● Aim of the task:
Copy all of the data below verbatim, leaving out the pictures.

━━━

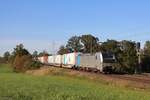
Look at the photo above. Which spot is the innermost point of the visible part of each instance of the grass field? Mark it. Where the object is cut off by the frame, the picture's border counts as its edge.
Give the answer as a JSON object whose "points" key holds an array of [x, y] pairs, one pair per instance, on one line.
{"points": [[17, 86]]}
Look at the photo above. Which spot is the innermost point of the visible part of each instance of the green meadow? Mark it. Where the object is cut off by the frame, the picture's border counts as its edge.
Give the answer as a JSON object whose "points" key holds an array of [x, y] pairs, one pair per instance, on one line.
{"points": [[19, 86]]}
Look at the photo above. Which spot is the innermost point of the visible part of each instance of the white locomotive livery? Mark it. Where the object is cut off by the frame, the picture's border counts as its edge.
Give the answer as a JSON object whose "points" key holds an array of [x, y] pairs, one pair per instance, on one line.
{"points": [[99, 61]]}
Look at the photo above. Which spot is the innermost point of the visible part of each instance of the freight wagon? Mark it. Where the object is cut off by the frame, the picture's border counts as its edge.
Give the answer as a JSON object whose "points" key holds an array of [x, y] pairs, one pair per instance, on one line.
{"points": [[99, 61]]}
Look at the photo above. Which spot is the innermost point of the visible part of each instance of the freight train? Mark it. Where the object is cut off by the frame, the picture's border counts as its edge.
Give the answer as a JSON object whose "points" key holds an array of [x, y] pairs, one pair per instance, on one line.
{"points": [[100, 61]]}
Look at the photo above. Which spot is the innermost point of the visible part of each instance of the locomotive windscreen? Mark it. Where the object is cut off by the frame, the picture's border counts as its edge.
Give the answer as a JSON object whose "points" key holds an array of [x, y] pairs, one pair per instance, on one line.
{"points": [[108, 57]]}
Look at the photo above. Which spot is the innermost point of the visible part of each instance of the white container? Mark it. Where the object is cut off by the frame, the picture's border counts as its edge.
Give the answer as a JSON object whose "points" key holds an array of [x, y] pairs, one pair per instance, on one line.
{"points": [[58, 59], [50, 59]]}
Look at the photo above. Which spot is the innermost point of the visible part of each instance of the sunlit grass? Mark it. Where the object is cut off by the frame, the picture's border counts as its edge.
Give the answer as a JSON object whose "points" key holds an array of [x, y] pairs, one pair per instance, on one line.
{"points": [[15, 86]]}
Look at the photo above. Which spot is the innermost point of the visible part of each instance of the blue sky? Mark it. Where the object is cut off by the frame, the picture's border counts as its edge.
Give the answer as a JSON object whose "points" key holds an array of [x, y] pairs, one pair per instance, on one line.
{"points": [[46, 24]]}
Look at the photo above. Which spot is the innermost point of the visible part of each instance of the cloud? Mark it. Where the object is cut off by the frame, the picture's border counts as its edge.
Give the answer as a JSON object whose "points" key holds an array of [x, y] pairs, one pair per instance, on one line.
{"points": [[31, 45]]}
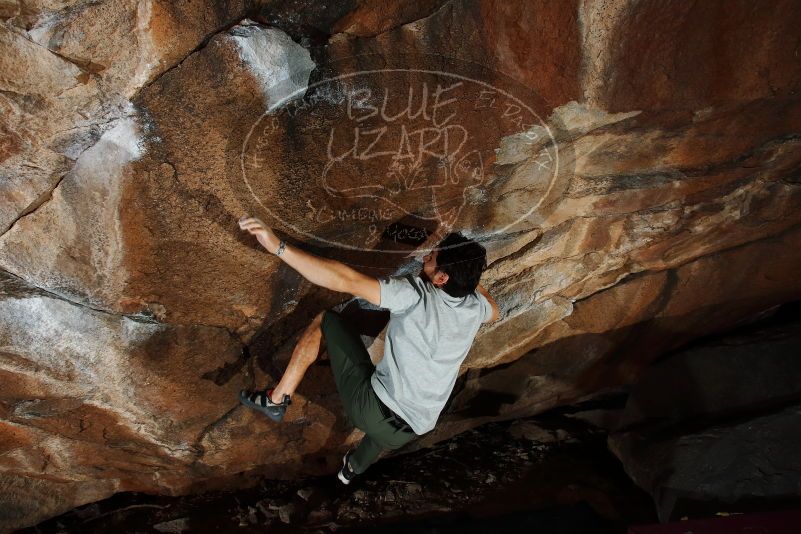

━━━

● The solution:
Look at the photo above. Which spot is the innermost point of the visible part of each instance of the grass field? Mark it. Where the object is cut off by the frame, the picture's border counts as its edge.
Give the answer as a JSON object whose "points" key holds an array of [x, y] pairs, one pair per instance, on one line.
{"points": [[17, 86]]}
Look at the photo above. Which spot is the innermost point of the visible part of each instance of the green meadow? Mark it. Where the object is cut off by the frame, the picture's border counts as its edge.
Give the answer as a JSON object whose "points" key holds an array of [x, y] pairs, one pair per instance, on one line.
{"points": [[19, 86]]}
Look at the photo above. Which spot is the innermost point of the visible part of each instance of the white locomotive livery? Mark it. Where the object is cut off by the frame, the picture's border counts as its edge.
Give the answer as a JSON object whose "points" key holds an array of [x, y] pairs, one pair per instance, on one line.
{"points": [[99, 61]]}
Look at the photo above. Which spot is the innermost point of the visible part of each instance of the freight wagon? Mark it. Where the object is cut off by the frame, the picture's border counts as its edge.
Give the answer as a JSON object whose "points" key holds an array of [x, y] pairs, one pair per instance, on one line.
{"points": [[99, 61]]}
Look at the photo above. Which spot is the innermost point of the visible part of each instance of the freight train? Mark it. Where the object is cut off by the frame, the picture's border counts as its edge.
Give the answer as a JSON object whose "points" key holds an array of [x, y] pairs, one pair per instance, on one line.
{"points": [[100, 61]]}
Look at the photo above. Which spot is the innermost point of the visible part of each instance of the locomotive windscreen? Mark it. Where the object is cut off by the frame, the picture's border counts as its edge.
Give the answer as a JSON object whose "points" key holds an array of [x, y] pairs, one pair per instance, on one line.
{"points": [[108, 57]]}
Look at the photo above. Which spot is the innermost point of the visible part of each instance of the white container? Mark it. Where the object is cut off by the frame, the picture's border counts as its edge.
Give the answer as a JSON object whose "points" key holds an array of [x, y] pairs, one pair per instance, on one line.
{"points": [[58, 59], [50, 59]]}
Look at the photo above. Which spot is the innermost point of the visible part of each instance of the sunlit grass? Mark it. Where the object is cut off by the frame, the picture's border counts as its edge.
Give the answer as a JSON object whose "points" key holds an array of [x, y] pairs, one pair per instance, on one line.
{"points": [[15, 86]]}
Look at the photo above. Which spot is the innermost point of the visible part of each instance of the blue sky? Mark it. Where the object is cut off by the frame, the picture's border counts as its edge.
Give the answer as a JSON object whose "points" key holds an array of [x, y] pairs, one pair per instance, on one line.
{"points": [[46, 24]]}
Look at the photo above. Which spot is the innermost point of the visible part of each instance of the cloud? Mark it. Where the object is cut off by the frame, the picture's border counts as its edge.
Give the answer as a JSON object whose "points" key holds an array of [x, y] pairs, one pair per instance, on one line.
{"points": [[31, 45]]}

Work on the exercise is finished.